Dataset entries

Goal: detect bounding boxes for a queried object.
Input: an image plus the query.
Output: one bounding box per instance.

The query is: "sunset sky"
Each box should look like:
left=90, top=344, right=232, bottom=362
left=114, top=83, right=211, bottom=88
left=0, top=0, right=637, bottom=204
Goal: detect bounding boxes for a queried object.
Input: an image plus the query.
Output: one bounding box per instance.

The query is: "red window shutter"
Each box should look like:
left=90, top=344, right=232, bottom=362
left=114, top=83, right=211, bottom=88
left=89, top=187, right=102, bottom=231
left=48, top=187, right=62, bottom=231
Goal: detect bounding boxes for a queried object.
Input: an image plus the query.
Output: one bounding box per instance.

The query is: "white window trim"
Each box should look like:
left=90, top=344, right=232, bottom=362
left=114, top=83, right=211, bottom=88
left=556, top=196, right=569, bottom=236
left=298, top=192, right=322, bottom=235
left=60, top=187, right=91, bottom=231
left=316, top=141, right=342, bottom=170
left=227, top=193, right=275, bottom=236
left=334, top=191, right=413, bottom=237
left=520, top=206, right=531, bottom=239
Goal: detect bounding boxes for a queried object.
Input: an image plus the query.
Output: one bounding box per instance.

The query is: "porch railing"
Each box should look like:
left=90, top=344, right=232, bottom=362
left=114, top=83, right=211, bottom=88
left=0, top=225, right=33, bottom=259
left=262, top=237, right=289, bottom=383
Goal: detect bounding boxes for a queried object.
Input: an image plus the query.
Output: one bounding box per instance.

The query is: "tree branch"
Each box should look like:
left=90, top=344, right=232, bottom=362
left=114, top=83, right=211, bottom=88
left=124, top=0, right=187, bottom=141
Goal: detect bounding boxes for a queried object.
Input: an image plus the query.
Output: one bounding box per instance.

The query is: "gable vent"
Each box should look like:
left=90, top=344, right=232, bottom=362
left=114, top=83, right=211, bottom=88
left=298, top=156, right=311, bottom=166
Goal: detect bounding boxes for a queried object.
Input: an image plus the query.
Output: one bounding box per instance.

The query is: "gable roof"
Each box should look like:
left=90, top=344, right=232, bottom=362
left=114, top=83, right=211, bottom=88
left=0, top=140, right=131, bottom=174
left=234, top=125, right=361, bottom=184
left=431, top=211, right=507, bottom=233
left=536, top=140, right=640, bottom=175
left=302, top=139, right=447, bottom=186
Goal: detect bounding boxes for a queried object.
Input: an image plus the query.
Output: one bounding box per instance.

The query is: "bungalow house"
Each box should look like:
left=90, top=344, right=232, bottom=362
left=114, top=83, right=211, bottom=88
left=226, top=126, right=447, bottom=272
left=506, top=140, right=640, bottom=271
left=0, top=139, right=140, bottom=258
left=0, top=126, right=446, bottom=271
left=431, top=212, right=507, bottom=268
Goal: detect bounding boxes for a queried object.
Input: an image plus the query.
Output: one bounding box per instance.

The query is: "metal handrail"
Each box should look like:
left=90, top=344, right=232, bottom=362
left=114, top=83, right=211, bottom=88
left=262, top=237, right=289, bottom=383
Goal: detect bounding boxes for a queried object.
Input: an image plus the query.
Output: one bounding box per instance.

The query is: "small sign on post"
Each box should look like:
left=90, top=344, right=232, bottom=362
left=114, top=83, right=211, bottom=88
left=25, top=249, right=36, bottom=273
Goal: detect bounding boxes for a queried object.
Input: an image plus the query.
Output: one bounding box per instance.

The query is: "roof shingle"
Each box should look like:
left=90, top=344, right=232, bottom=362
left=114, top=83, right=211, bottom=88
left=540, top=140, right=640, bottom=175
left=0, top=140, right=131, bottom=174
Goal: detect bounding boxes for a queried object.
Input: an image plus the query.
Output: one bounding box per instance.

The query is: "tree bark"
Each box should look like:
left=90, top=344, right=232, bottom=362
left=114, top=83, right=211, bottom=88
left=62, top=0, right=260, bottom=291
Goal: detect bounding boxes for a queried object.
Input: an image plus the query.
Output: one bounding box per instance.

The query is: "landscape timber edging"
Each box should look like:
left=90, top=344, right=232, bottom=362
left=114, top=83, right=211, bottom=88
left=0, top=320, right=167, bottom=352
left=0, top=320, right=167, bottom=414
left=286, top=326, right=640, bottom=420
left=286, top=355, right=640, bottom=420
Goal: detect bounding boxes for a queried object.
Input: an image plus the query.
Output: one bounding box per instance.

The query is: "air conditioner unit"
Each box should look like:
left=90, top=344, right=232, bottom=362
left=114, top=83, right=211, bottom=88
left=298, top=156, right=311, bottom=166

◆ **What you are asked to do**:
Rewrite the material above, changing every "look like" to "follow this format" and keeping everything else unchanged.

◆ **Exercise solution**:
Goal: detect bounding boxes for a queried object.
Input: an image plus the query.
Output: one bounding box per instance.

The query is: "sunset sky"
Each box should follow this format:
left=90, top=344, right=232, bottom=362
left=114, top=83, right=211, bottom=88
left=0, top=0, right=637, bottom=204
Goal: detect bounding boxes for a queried object.
Input: an image plus the query.
Output: one bounding box per instance.

The query is: "red window shutter"
Each box should follow this format:
left=90, top=344, right=232, bottom=362
left=114, top=83, right=211, bottom=88
left=89, top=187, right=102, bottom=231
left=48, top=187, right=62, bottom=231
Goal: detect bounding boxes for a queried object.
Input: an image plus the query.
Output: one bounding box per instance.

The query is: "white window trim"
Each box should follow this format:
left=90, top=344, right=232, bottom=362
left=114, top=83, right=211, bottom=88
left=556, top=196, right=569, bottom=236
left=298, top=192, right=322, bottom=235
left=60, top=187, right=91, bottom=231
left=316, top=141, right=342, bottom=170
left=227, top=193, right=275, bottom=236
left=334, top=191, right=413, bottom=237
left=520, top=206, right=531, bottom=239
Goal: detect bounding boxes for a queried object.
Input: an image plus the query.
Output: one bounding box per instance.

The query is: "porch railing"
Each box should follow this format:
left=90, top=344, right=232, bottom=362
left=114, top=83, right=211, bottom=88
left=0, top=225, right=33, bottom=259
left=262, top=237, right=289, bottom=383
Goal: detect bounding boxes for a queried object.
Input: an image plus the query.
Output: one bounding box per instance.

The query is: "tree branch"
Each box should follow this format:
left=90, top=344, right=232, bottom=362
left=114, top=83, right=211, bottom=88
left=124, top=0, right=187, bottom=141
Goal: detect bounding boxes for a queried object.
Input: an image plus the query.
Output: one bounding box per instance.

The query is: "gable vent"
Each box should follow this format:
left=90, top=344, right=232, bottom=362
left=114, top=83, right=211, bottom=88
left=298, top=156, right=311, bottom=166
Goal: detect bounding boxes for a queried object.
Input: an image plus the query.
Output: one bounding box per instance.

The query is: "gable roof"
Each box should follow this format:
left=90, top=344, right=232, bottom=362
left=114, top=83, right=211, bottom=88
left=0, top=140, right=131, bottom=174
left=234, top=125, right=361, bottom=184
left=431, top=211, right=507, bottom=233
left=536, top=140, right=640, bottom=175
left=302, top=139, right=447, bottom=186
Goal: detect bounding boxes for a queried object.
Input: an image plus the query.
Output: one bounding box per instance.

The query is: "bungalow house"
Each box should follow this format:
left=90, top=344, right=232, bottom=362
left=114, top=83, right=211, bottom=88
left=226, top=126, right=447, bottom=272
left=506, top=140, right=640, bottom=271
left=0, top=139, right=140, bottom=258
left=0, top=126, right=446, bottom=271
left=431, top=212, right=507, bottom=268
Goal: detect bounding boxes for a queried object.
Input: an image plus the query.
Output: one bounding box per instance.

The query is: "metal handrail"
Each box should follow this format:
left=90, top=344, right=232, bottom=362
left=114, top=83, right=211, bottom=88
left=262, top=237, right=289, bottom=383
Goal: detect bounding boxes for a queried object.
Input: an image plus the query.
Output: one bounding box per instance.

The query is: "small sign on post"
Each box should follow this format:
left=90, top=344, right=232, bottom=362
left=114, top=83, right=211, bottom=88
left=25, top=249, right=36, bottom=273
Goal: detect bounding boxes for a queried object.
Input: an image plus the query.
Output: one bounding box per instance.

The query is: "roof shingle"
Each box should follow this format:
left=90, top=344, right=232, bottom=362
left=114, top=83, right=211, bottom=88
left=540, top=140, right=640, bottom=175
left=0, top=140, right=131, bottom=174
Goal: detect bounding boxes for a queried object.
Input: an image plus the query.
Output: one bounding box per instance.

The query is: "tree bark"
Each box should follow this format:
left=90, top=344, right=232, bottom=362
left=114, top=83, right=211, bottom=88
left=62, top=0, right=260, bottom=291
Goal: detect bounding boxes for a queried object.
Input: an image plus the query.
Output: one bounding box per instance.

The query is: "landscape timber edging"
Each box should follow this format:
left=90, top=344, right=232, bottom=362
left=114, top=83, right=211, bottom=88
left=0, top=320, right=167, bottom=352
left=0, top=320, right=167, bottom=414
left=286, top=326, right=640, bottom=420
left=286, top=355, right=640, bottom=420
Goal: detect bounding boxes for a queried object.
Input: an image plus the query.
Output: one bounding box per instance.

The query is: "air conditioner unit"
Each box should follow this format:
left=90, top=344, right=232, bottom=362
left=114, top=83, right=211, bottom=88
left=298, top=156, right=311, bottom=166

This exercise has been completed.